Exercise description: Each line in the entries below that holds the string "hair" must be copied.

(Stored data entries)
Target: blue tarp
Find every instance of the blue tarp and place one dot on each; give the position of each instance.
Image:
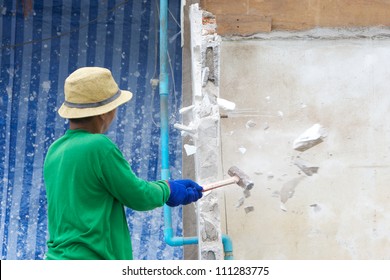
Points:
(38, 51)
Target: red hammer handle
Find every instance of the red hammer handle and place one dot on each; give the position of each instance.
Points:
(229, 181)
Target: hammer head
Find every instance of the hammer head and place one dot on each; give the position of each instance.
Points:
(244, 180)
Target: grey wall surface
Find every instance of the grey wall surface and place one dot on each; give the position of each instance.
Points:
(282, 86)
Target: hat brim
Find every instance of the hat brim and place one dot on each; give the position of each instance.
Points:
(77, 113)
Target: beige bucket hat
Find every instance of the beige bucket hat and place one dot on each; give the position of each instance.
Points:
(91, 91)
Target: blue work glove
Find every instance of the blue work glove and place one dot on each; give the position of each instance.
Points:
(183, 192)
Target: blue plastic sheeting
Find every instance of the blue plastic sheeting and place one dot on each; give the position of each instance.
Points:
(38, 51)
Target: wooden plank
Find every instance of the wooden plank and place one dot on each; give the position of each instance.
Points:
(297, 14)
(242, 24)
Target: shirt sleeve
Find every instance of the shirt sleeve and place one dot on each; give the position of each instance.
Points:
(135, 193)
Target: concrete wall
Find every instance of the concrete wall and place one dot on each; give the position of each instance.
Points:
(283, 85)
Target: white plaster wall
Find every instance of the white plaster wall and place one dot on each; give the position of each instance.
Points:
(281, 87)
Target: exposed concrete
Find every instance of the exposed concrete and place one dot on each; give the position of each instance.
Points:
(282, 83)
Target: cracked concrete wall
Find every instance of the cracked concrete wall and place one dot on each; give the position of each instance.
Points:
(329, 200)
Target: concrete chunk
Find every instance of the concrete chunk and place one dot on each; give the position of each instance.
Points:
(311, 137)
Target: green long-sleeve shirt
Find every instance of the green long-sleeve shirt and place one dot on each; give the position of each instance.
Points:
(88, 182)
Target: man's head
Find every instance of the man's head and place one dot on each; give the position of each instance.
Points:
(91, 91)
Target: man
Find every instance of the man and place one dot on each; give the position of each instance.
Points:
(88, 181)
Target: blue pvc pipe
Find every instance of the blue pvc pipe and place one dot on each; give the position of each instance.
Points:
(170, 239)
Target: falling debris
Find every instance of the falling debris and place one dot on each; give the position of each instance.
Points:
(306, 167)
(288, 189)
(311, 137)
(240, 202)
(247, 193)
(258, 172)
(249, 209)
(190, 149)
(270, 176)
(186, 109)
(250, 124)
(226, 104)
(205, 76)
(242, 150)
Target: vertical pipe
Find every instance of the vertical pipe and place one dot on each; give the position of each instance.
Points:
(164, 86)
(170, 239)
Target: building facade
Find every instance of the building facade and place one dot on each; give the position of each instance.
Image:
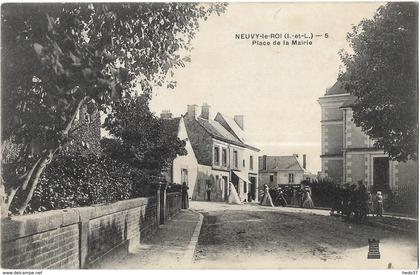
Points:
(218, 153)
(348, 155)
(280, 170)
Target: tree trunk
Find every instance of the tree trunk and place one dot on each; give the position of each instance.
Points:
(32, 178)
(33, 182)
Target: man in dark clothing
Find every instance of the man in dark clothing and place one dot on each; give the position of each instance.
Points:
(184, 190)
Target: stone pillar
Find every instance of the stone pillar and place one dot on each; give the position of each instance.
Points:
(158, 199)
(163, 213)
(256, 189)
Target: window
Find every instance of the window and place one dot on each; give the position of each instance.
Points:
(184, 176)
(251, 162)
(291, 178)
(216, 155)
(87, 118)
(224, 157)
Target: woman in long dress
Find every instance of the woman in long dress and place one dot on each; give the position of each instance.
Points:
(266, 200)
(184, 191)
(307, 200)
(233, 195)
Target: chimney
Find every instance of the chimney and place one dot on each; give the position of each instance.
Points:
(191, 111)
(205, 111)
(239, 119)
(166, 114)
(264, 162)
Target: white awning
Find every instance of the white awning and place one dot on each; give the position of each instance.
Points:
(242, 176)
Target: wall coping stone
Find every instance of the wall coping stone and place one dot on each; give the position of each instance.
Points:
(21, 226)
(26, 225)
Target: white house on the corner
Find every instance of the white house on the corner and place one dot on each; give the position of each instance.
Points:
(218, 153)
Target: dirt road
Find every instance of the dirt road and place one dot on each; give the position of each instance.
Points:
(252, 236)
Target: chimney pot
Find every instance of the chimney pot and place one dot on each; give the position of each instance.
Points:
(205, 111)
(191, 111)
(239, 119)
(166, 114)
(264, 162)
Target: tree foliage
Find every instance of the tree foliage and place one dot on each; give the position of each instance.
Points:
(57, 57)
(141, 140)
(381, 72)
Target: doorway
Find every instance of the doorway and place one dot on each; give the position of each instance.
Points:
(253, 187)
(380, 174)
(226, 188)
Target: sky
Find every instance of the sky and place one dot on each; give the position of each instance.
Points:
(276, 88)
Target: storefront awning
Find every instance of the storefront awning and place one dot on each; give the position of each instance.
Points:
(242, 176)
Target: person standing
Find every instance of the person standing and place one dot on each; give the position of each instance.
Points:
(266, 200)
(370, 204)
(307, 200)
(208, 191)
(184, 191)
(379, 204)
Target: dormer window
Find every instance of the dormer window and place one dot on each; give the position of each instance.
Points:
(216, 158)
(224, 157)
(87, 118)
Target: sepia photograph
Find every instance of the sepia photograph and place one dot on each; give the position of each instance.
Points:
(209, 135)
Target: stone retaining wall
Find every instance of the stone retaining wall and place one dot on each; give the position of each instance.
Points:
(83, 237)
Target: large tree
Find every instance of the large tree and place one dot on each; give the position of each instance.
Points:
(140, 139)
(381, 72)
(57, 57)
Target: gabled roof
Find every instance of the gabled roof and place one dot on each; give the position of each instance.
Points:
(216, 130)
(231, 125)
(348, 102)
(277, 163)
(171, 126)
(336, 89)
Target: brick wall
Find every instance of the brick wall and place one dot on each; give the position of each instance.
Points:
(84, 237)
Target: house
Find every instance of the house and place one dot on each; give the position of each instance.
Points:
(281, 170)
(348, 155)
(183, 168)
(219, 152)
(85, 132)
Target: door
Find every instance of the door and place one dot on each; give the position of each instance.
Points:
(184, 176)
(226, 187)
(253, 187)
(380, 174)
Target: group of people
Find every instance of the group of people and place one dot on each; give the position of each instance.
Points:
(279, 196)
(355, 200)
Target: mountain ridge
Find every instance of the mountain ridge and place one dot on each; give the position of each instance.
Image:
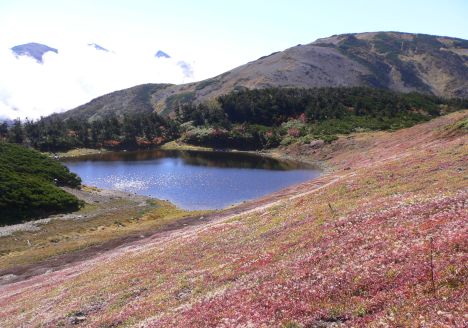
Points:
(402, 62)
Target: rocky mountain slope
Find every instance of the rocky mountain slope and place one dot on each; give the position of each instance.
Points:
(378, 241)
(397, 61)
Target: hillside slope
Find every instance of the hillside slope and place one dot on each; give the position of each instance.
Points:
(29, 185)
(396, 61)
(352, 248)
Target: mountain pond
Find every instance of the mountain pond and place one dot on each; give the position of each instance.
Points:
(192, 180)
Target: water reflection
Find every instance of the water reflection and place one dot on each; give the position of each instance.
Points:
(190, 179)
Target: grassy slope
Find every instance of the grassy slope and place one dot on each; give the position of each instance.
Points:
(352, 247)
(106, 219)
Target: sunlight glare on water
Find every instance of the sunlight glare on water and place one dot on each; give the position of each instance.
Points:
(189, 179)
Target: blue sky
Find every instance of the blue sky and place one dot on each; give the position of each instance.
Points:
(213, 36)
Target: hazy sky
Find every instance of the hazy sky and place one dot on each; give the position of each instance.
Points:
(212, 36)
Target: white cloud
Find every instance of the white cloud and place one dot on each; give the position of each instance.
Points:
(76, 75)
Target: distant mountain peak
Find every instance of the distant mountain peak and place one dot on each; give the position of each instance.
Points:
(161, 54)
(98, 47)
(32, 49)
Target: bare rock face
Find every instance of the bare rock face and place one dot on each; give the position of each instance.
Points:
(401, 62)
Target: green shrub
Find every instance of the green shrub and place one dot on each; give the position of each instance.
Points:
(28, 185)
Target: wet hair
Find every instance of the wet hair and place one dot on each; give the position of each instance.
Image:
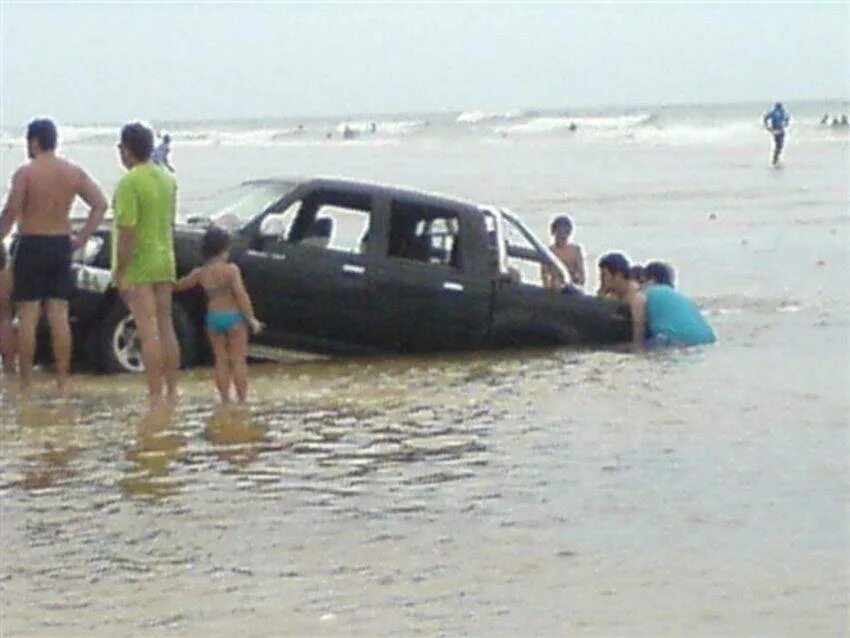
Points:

* * *

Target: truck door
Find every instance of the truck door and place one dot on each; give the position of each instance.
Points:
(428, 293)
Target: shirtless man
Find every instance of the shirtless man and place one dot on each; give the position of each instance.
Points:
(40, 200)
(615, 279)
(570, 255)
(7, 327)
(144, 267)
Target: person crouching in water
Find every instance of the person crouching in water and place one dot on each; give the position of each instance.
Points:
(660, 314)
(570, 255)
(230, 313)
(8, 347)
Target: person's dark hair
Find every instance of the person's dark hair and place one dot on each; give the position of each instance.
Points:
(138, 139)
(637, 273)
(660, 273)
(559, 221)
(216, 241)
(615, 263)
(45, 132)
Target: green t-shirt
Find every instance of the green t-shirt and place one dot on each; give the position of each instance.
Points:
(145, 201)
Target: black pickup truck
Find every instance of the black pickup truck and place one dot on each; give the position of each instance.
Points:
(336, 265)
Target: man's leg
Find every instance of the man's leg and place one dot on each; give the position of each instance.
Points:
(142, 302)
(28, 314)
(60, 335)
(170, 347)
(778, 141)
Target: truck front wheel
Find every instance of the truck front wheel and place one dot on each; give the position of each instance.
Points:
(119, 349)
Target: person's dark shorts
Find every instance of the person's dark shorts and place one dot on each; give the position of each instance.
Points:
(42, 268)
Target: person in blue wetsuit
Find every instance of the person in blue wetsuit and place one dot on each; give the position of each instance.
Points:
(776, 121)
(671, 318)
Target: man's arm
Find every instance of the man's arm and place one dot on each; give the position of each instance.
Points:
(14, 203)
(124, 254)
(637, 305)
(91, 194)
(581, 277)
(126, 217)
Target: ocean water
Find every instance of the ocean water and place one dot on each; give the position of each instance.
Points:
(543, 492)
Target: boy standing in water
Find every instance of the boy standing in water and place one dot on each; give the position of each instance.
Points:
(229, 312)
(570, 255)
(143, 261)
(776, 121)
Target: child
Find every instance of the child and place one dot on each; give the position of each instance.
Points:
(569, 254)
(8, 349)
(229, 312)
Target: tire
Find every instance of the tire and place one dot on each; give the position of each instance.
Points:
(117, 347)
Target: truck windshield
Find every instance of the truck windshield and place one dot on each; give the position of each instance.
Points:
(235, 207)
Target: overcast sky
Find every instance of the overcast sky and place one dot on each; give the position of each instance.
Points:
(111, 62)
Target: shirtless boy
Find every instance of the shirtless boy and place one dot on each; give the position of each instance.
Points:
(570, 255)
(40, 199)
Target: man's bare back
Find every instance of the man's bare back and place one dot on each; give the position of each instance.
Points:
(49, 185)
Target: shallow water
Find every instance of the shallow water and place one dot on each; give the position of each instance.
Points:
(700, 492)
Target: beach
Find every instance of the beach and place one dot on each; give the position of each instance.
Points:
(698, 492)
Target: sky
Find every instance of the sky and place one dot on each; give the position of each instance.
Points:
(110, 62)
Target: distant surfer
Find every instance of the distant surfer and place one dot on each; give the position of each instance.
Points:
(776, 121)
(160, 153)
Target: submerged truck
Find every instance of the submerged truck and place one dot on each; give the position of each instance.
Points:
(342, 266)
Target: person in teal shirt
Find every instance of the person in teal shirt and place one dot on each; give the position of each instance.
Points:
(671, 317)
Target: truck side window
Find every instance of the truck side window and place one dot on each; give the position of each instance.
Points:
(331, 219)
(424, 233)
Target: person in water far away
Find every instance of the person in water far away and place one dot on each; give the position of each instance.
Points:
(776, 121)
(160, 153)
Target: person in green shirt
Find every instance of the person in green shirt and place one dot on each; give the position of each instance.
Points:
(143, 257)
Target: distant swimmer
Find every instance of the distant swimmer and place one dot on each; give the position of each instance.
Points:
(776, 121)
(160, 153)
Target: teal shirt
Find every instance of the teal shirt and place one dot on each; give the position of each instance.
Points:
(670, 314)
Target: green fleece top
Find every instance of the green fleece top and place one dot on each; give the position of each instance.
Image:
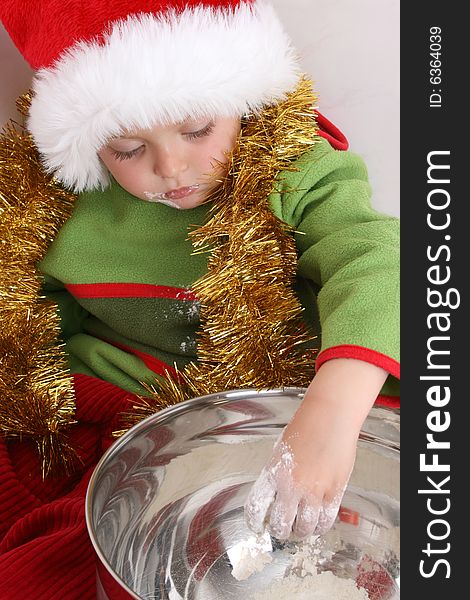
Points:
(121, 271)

* * *

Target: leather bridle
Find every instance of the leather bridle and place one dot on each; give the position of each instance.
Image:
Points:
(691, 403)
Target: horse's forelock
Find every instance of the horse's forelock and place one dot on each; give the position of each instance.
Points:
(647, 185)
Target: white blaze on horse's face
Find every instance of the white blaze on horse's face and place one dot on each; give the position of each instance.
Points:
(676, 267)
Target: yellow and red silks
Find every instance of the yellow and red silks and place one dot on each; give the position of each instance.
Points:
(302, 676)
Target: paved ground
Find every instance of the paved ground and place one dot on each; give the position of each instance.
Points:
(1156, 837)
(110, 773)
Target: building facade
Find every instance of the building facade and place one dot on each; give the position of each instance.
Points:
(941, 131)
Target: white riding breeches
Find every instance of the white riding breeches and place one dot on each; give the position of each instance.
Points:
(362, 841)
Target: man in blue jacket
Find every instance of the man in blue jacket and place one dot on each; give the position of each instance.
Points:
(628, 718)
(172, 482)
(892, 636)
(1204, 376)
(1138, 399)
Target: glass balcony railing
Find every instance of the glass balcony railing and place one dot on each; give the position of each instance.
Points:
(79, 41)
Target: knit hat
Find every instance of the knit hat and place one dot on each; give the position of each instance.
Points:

Task answer:
Target: wet hair
Find every instance of the wet hair and place one dot on each; give the position of each instance.
Target: person's dark hair
Find every instance of the person's dark hair and place one dot on each; give the position of each instance.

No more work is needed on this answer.